**WHAT YOU NEED TO DO:**
[A] Answer these questions about the article on drift-tube ion mobility spectrometry, one line per answer, marked as the questions are:
(i) What does the article say has recently shown that bringing back "old" ideas may be part of the analytical future?
(ii) For the analysis of what kind of samples could combining drift-tube IMS with MS be a significant step up?
(iii) What does the article say will take a lot more work?
[B] Carry on the article on drift-tube ion mobility spectrometry from its final sentence.

Subscribe to Newsletter
Techniques & Tools Mass Spectrometry, Spectroscopy

Drifting into the Future with IMS

The fundamentals behind drift-tube ion mobility spectrometry (IMS) are found in rather old technology – and combining this technique with mass spectrometry (MS) was first demonstrated many years ago. However, recent instrument developments show that sometimes bringing back “old” ideas and applying them to new technology may be part of our analytical future. My conjecture is that this combination is potentially a significant step up for the analysis of complex bioanalytical samples for three main reasons: i) the increased separation power available, particularly for isobaric compounds; ii) the incorporation of precise collisional cross section (DTCCS) values into compound databases; and iii) the filtering out of MS noise via the drift-tube separation of ions. Full assessment of these benefits for particular applications will take a lot more work; however, today’s technology already offers some opportunities for analysts to gain new and valuable information from measurements.

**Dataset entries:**
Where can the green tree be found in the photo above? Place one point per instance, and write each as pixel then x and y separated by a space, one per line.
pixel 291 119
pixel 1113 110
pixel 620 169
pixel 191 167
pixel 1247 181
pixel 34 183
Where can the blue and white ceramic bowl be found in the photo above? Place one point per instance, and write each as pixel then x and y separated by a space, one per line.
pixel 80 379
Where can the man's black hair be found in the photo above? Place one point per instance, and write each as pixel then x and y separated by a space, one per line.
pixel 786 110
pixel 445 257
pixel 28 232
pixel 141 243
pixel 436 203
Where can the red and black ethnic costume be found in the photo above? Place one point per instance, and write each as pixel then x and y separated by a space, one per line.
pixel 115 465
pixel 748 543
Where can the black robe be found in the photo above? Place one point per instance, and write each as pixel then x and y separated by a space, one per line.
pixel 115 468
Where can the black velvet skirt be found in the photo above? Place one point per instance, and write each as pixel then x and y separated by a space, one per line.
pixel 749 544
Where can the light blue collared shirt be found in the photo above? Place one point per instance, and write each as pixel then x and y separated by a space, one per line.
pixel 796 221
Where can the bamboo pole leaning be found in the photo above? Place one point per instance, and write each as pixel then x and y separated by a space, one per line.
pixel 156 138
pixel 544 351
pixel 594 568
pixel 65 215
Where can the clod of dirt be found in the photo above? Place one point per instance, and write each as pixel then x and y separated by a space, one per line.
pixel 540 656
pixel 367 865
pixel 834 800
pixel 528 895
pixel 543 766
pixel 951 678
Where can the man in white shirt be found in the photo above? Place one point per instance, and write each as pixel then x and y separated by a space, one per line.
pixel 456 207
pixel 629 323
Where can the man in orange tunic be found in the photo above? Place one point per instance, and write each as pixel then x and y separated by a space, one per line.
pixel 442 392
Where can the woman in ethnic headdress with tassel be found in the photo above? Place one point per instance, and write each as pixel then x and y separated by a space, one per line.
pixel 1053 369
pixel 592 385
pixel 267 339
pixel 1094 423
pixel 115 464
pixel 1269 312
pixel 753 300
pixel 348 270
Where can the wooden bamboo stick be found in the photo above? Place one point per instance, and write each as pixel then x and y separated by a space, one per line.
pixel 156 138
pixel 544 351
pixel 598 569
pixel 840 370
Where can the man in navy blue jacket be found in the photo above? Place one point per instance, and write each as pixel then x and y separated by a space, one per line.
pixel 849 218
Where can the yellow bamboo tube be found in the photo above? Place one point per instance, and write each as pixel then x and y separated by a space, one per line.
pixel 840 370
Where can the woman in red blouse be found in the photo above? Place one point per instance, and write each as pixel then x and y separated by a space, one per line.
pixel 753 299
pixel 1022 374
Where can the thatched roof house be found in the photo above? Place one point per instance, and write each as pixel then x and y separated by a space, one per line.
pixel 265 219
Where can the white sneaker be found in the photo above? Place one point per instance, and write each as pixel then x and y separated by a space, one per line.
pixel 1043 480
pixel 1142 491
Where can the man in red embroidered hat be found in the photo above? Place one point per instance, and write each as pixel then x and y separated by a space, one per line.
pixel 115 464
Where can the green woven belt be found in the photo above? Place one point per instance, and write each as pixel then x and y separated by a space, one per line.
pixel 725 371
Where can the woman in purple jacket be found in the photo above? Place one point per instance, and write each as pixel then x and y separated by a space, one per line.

**RESULTS FOR EACH TASK:**
[A]
(i) Recent instrument developments.
(ii) Complex bioanalytical samples.
(iii) Full assessment of these benefits for particular applications.

[B]
Separation of ions according to their shape-to-charge ratio displays some complementarity to that of mass-to-charge. Over the last few years, this has enabled IMS-MS to mature and finally be implemented in commercially available instruments compatible with separation techniques. However, the advantage of adding IMS into hyphenated workflows is not confined to the addition of a separation dimension or gain in peak capacity afforded between the ionization source and the mass spectrometer. For example, normally impossible separation of isobaric compounds can be realized in some instances, while the low field conditions of drift-tube IMS allow precise collisional cross sectional area (DTCCS) values to be directly derived from drift-time and mass-to-charge measurements providing an additional molecular descriptor when trying to confirm compound identity.

On paper and in practice, I find this approach to be a powerful addition to aid identity confirmation, particularly for LC-MS workflows where false positive results can be readily eliminated.

The third, sometimes overlooked, benefit is that IMS separation results in a filtering effect that can improve signal-to-noise of mass spectra in complex samples, as well as providing some clustering of different molecular classes and charge states in the drift space.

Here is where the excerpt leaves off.